(REQUIREMENT) Find each line in the records that contains the word "grassy", and copy those lines.

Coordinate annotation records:
********************

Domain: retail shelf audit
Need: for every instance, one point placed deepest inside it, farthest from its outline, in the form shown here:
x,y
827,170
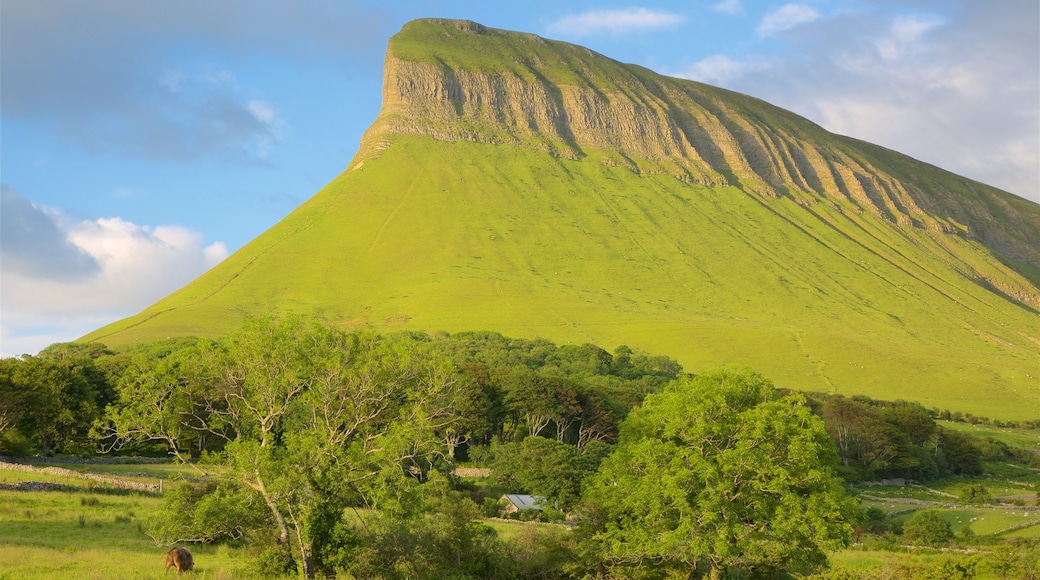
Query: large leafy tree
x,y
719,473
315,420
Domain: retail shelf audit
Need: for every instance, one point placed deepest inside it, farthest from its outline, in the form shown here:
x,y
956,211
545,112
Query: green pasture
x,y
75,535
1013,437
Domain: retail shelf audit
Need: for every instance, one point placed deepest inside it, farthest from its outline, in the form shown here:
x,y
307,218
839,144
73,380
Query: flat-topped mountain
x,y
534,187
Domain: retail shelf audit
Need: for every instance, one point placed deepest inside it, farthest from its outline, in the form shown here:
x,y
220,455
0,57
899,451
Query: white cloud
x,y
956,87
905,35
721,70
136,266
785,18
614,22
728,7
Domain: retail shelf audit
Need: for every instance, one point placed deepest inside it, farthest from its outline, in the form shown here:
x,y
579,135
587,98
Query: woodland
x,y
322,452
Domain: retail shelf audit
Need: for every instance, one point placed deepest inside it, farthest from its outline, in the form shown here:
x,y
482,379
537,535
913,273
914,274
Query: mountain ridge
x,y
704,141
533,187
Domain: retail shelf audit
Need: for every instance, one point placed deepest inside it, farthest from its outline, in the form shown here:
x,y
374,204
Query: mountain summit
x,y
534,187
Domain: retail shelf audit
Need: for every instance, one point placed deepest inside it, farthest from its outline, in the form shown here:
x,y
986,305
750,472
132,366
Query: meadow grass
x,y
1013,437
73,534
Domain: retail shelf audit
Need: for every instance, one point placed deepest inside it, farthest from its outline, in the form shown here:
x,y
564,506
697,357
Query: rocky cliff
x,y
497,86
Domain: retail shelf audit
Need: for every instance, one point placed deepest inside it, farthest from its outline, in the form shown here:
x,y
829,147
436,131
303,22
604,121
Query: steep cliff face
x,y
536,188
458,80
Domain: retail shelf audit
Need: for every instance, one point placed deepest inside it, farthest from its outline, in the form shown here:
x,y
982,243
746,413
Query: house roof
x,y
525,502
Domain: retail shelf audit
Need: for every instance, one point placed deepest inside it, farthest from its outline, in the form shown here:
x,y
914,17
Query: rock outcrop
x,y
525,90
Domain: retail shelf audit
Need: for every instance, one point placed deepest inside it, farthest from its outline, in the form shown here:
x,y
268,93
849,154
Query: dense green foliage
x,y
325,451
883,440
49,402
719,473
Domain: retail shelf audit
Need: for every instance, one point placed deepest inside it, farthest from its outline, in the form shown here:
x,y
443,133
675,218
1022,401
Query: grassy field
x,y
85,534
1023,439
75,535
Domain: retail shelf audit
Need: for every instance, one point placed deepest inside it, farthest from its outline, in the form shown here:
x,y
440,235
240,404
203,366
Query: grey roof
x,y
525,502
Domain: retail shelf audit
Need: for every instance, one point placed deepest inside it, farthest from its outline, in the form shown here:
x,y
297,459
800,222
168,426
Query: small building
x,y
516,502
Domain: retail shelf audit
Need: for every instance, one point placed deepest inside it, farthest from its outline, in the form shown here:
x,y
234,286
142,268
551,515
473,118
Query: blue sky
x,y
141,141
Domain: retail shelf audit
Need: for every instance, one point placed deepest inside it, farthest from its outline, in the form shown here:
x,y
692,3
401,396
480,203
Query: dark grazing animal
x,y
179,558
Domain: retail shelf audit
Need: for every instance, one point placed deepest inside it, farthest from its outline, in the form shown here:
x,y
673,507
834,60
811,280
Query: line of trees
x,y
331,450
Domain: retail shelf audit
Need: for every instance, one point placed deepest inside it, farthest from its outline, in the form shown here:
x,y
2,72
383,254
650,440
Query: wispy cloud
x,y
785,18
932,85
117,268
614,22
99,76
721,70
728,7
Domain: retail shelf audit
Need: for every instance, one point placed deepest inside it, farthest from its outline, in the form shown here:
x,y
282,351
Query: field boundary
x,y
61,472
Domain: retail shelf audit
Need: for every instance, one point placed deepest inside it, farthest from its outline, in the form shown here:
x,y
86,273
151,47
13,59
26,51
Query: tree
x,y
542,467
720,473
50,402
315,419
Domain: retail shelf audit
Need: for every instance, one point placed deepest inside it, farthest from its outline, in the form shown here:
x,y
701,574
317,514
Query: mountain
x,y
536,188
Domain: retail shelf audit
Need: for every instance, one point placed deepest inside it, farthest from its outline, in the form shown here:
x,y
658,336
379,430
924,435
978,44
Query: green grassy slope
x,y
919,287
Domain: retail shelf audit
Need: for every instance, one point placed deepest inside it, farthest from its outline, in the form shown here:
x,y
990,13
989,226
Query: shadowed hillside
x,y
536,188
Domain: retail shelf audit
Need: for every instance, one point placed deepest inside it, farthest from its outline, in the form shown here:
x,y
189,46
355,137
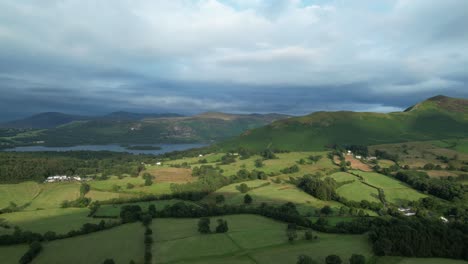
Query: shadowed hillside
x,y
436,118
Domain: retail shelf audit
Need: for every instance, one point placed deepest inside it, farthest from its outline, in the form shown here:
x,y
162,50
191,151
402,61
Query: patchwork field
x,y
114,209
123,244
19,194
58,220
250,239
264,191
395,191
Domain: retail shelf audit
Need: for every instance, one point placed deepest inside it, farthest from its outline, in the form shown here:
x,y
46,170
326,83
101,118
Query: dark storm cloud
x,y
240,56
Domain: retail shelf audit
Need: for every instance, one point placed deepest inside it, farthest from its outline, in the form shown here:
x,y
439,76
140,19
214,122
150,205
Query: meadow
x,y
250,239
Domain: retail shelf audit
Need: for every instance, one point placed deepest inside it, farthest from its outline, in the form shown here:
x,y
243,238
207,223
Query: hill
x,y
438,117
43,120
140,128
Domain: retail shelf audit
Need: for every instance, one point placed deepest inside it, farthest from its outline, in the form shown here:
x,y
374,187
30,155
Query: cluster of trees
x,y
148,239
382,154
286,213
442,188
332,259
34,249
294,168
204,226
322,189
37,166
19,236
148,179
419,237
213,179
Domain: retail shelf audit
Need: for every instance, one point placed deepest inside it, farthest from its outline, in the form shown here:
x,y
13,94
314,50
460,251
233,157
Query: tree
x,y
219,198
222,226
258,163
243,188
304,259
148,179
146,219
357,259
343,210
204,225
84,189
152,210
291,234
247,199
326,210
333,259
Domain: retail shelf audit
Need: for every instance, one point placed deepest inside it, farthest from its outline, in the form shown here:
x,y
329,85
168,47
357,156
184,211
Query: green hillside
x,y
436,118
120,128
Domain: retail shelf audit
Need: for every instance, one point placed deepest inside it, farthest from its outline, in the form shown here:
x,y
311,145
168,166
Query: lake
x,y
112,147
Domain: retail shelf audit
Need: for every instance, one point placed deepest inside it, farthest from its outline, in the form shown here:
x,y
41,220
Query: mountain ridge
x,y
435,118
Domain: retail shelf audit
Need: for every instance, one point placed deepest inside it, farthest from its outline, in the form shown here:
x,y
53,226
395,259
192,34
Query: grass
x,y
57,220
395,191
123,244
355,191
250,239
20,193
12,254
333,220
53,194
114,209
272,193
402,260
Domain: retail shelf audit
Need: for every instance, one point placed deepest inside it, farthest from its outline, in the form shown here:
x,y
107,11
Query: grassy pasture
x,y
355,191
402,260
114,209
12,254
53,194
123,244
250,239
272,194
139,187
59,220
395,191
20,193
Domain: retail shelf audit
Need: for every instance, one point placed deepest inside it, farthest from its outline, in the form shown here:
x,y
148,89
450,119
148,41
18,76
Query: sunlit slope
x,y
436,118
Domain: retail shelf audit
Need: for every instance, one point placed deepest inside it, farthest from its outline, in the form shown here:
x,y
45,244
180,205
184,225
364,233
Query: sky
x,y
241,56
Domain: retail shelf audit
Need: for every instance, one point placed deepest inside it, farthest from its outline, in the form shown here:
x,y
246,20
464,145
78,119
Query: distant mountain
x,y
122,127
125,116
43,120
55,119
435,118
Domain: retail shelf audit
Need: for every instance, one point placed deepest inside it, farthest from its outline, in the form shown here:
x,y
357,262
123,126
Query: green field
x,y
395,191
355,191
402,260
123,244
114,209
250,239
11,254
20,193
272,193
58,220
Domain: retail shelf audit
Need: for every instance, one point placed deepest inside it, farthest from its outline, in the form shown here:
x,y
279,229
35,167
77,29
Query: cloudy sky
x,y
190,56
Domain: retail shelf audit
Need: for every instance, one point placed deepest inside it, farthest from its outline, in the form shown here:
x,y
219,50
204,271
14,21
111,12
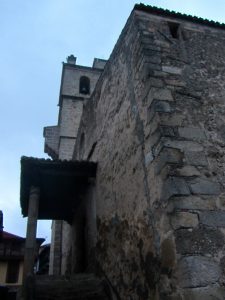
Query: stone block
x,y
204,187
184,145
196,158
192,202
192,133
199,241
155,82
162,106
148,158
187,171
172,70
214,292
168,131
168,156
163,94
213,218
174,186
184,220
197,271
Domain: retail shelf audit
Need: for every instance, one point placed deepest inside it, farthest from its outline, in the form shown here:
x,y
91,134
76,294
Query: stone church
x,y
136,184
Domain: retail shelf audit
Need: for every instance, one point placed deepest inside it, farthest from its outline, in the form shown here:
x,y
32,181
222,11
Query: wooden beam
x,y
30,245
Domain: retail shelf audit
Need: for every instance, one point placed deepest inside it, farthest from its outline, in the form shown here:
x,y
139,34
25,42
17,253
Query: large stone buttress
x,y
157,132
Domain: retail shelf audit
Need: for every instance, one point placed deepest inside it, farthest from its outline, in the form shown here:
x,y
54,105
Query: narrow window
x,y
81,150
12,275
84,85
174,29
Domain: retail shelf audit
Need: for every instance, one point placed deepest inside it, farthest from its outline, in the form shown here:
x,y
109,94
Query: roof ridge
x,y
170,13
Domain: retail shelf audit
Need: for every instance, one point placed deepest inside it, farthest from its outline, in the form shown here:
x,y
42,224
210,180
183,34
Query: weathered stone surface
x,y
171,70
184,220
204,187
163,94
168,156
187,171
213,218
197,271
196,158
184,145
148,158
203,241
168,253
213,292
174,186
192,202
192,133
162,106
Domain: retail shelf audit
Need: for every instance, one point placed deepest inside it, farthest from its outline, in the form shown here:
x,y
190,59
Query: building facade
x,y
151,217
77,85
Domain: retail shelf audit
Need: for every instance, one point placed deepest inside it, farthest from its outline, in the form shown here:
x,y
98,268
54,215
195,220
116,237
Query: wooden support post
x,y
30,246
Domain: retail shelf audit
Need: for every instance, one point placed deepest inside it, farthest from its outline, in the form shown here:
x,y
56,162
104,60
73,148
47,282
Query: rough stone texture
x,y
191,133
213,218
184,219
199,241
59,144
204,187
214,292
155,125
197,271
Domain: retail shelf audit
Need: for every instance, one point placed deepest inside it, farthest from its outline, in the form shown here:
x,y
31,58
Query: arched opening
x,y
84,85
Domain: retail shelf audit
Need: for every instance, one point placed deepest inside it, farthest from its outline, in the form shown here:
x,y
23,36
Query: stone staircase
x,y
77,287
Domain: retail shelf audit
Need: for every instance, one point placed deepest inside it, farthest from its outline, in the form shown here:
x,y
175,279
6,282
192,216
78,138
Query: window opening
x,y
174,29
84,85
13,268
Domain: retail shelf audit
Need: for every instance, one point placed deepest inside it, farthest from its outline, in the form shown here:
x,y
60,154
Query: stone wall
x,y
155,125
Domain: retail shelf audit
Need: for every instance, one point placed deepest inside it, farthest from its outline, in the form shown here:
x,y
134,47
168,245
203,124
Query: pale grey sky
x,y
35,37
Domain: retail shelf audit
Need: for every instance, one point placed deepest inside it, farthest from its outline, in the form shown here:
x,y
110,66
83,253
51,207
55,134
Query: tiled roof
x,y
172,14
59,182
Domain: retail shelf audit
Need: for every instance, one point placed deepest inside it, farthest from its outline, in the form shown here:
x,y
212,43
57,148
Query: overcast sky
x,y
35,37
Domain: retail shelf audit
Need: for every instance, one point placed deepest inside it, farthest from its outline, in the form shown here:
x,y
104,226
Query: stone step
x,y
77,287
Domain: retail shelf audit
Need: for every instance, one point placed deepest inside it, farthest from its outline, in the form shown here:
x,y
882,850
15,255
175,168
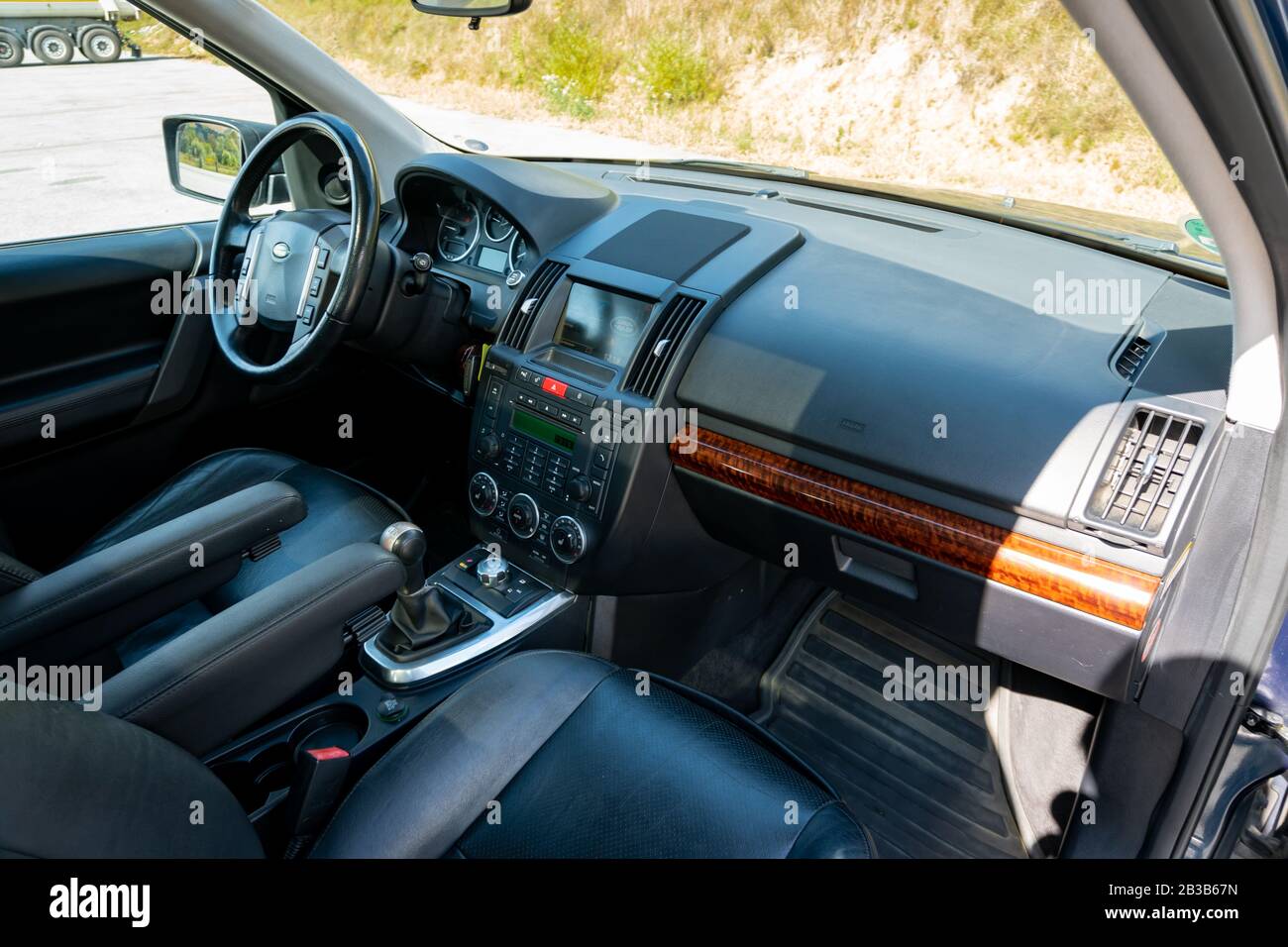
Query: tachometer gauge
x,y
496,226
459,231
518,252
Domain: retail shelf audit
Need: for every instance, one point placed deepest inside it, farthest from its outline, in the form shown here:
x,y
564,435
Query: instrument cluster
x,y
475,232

********************

(EXPECTED OUTPUT)
Query: grassy field
Query: green grassy slope
Query: grassy pasture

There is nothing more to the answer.